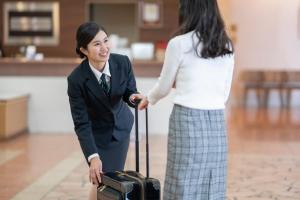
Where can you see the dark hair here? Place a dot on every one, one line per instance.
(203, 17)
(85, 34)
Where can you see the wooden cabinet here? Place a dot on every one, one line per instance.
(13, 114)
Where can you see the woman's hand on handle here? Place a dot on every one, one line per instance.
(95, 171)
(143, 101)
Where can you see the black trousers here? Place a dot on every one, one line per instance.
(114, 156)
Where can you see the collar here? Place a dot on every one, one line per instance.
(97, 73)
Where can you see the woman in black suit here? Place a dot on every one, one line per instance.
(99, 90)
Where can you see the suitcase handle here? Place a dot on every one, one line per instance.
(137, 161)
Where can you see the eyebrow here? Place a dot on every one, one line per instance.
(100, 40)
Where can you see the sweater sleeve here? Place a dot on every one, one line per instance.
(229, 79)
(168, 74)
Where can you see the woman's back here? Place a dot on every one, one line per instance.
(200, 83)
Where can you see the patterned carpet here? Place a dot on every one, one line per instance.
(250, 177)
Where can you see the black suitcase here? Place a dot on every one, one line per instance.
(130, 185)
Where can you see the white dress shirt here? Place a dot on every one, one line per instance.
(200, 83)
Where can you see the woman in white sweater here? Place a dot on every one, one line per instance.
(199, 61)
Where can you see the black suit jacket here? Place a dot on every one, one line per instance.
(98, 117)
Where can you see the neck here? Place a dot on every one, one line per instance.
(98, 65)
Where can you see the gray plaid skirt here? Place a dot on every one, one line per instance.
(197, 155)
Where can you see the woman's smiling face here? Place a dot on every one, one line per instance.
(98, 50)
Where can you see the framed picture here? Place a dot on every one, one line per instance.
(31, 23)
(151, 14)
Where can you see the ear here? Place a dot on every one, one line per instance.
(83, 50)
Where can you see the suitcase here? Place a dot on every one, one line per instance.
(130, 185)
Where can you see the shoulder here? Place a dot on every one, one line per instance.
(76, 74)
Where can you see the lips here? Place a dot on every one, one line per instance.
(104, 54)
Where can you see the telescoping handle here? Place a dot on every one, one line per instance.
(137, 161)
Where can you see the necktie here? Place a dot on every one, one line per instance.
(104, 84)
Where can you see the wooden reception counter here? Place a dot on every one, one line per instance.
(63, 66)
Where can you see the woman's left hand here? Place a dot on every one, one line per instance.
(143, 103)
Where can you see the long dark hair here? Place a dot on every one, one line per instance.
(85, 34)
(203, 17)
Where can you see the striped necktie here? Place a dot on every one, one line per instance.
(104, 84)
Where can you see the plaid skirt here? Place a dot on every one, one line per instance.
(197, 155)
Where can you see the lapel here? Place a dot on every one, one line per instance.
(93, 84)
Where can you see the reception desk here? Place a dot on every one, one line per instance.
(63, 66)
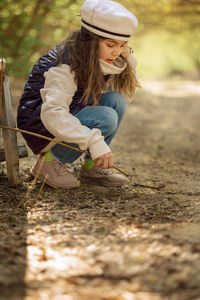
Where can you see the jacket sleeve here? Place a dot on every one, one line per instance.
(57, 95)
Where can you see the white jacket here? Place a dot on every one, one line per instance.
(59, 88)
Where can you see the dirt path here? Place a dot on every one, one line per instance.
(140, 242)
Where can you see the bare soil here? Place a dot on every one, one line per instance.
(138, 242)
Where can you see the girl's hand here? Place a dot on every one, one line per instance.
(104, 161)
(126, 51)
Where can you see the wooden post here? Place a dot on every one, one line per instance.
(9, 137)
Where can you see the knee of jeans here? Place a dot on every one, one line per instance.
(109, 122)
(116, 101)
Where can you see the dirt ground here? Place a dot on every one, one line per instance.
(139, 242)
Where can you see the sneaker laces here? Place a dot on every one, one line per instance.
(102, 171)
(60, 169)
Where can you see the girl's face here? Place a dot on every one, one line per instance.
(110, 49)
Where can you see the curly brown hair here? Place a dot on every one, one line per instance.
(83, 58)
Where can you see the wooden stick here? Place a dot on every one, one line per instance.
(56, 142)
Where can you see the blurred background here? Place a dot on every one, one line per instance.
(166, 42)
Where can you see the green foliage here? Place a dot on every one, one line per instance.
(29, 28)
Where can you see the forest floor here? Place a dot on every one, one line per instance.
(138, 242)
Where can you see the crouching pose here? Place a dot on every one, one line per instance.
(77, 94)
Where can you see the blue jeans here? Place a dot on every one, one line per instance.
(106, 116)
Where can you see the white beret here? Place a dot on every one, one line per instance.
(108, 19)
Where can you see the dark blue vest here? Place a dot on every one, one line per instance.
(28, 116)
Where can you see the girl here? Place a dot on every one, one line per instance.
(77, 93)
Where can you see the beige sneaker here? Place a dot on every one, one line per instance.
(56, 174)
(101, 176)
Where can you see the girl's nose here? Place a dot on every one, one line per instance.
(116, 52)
:::
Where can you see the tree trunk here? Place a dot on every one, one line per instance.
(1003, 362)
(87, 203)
:::
Exercise brief — Count the lines in the records that contain the string "dirt", with case significant, and give only that number.

Task solution — 2